OBJECTIVE » Turn the lines from the one containing "curved railroad track with a point." through the end of the entries into a numbered list, leaving out any blank lines.

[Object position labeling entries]

###

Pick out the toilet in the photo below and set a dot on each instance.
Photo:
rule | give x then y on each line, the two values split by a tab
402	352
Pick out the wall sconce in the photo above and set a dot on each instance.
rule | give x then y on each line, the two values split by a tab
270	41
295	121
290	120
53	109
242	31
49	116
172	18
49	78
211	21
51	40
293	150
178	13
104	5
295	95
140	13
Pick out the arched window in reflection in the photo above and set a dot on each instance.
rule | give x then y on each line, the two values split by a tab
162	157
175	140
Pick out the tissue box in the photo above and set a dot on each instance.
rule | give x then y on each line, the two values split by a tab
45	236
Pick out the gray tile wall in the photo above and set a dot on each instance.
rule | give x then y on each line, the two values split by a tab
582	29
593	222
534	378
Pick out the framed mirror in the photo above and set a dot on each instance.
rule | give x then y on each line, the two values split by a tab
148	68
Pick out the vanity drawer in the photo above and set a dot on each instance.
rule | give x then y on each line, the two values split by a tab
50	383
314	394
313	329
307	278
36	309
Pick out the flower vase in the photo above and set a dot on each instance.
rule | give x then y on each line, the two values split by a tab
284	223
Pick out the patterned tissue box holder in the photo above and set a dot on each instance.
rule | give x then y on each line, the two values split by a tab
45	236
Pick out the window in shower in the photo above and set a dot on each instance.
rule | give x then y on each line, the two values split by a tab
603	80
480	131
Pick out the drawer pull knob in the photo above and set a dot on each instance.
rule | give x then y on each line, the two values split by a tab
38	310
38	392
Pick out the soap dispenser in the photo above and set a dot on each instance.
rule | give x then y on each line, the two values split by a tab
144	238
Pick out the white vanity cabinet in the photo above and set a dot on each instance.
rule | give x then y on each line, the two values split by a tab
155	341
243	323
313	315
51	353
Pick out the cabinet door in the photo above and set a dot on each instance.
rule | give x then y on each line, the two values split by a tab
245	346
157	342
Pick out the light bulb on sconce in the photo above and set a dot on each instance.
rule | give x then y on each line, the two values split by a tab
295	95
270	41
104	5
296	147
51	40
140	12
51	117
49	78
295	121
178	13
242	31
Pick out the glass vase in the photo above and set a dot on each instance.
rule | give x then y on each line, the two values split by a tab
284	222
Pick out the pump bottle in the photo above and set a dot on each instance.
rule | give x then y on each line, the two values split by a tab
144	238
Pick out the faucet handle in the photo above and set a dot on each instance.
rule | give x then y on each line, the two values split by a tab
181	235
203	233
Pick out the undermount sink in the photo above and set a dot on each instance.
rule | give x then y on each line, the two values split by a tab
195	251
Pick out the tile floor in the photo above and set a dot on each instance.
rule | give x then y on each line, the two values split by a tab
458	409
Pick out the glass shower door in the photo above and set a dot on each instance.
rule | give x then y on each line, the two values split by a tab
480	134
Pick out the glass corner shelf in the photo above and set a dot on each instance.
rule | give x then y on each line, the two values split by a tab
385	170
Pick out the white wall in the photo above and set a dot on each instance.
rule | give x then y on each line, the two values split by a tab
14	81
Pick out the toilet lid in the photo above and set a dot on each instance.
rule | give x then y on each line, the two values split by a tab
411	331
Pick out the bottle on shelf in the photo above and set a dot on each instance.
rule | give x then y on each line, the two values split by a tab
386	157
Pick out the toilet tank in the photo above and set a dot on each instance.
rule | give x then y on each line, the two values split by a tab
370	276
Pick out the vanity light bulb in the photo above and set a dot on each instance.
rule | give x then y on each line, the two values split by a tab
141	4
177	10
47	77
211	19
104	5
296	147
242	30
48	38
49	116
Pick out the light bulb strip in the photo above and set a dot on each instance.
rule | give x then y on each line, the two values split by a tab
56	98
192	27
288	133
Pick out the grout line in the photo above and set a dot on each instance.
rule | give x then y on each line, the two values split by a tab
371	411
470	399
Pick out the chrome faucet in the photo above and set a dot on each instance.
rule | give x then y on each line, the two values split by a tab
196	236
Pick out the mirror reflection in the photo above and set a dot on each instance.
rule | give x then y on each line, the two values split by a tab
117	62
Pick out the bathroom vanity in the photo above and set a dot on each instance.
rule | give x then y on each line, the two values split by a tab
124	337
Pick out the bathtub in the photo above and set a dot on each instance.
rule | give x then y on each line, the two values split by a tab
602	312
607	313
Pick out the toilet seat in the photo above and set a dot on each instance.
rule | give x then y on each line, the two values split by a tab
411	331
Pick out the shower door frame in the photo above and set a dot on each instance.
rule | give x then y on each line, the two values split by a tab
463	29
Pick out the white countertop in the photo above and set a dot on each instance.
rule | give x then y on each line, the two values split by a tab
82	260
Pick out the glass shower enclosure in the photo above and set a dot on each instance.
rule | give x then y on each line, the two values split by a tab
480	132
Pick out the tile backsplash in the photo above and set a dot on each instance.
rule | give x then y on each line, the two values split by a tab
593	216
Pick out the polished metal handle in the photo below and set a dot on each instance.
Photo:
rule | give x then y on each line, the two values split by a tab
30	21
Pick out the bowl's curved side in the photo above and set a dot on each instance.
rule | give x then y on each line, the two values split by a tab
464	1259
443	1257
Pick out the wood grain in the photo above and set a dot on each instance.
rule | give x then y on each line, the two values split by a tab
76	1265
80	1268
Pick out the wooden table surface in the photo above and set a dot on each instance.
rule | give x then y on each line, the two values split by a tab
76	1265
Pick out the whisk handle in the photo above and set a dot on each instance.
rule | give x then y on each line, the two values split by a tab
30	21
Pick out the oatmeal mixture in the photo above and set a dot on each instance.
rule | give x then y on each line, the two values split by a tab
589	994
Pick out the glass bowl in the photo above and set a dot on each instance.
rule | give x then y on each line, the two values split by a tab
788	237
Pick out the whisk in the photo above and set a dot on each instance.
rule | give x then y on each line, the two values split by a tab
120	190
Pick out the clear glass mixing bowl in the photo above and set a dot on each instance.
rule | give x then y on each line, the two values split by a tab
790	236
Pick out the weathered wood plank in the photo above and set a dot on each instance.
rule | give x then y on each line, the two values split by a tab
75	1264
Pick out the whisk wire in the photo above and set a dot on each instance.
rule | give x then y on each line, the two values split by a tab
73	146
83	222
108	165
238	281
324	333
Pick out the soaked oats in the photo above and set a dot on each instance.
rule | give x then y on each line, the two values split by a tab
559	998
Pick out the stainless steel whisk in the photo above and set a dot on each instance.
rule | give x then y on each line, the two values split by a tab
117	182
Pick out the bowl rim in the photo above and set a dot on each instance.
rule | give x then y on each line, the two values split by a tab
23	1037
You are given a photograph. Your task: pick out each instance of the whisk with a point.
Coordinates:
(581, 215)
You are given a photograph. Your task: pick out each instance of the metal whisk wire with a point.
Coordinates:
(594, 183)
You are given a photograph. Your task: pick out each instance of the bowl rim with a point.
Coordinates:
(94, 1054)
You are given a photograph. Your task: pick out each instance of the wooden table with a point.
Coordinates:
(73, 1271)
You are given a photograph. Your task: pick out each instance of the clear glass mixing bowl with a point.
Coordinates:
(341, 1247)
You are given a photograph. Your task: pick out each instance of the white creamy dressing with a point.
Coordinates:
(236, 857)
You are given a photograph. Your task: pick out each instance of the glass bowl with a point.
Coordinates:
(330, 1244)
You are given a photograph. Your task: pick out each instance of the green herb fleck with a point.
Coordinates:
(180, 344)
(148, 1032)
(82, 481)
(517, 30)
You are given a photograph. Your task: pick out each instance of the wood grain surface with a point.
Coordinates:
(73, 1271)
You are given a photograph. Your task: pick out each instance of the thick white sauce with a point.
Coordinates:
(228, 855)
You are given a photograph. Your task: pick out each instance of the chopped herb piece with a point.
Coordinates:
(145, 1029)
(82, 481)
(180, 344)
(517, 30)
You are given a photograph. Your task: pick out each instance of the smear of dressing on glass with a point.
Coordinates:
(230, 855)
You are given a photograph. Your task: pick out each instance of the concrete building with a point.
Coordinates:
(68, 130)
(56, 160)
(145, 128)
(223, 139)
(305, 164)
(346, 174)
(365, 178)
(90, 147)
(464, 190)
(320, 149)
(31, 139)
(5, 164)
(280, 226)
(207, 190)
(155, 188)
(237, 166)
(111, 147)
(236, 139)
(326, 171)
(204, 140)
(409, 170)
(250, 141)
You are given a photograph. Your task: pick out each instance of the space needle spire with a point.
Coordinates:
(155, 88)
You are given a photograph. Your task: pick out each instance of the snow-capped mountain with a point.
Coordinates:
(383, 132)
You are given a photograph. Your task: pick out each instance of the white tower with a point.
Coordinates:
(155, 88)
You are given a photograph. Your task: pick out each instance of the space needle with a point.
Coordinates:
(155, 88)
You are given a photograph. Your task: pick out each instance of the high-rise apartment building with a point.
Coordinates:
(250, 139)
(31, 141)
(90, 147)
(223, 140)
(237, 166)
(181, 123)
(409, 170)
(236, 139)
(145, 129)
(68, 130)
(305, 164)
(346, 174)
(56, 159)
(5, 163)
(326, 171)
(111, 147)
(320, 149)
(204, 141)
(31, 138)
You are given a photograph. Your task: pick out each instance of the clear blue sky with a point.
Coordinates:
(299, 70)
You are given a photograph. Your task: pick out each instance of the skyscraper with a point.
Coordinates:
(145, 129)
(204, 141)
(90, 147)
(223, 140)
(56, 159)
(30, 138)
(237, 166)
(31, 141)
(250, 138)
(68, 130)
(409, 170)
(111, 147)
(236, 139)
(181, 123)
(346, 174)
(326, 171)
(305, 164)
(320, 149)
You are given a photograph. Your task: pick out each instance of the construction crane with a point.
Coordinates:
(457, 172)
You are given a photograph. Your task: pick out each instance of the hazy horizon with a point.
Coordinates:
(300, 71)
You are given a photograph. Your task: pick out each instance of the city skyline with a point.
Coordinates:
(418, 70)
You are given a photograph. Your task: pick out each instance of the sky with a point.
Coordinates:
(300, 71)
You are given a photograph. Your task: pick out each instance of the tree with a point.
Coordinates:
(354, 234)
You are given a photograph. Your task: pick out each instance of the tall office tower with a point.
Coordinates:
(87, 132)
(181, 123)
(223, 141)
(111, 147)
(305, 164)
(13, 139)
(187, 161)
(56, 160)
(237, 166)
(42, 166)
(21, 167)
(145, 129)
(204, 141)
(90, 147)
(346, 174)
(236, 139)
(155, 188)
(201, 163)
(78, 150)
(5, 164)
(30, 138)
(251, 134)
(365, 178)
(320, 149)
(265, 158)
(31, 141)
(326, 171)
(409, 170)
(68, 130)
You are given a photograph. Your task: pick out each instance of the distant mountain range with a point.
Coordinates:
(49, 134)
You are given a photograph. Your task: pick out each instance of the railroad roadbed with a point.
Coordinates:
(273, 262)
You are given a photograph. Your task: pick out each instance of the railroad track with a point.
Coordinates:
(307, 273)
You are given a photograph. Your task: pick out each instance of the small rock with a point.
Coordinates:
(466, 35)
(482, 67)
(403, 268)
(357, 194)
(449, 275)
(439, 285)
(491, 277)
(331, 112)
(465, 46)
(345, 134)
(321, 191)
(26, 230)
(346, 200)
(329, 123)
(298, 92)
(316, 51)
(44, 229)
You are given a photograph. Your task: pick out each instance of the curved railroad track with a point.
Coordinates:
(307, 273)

###

RESULT OF THE EXERCISE »
1. You are given a photograph. Your task: pick out each instance of the curved railroad track with a point.
2. Coordinates:
3. (307, 273)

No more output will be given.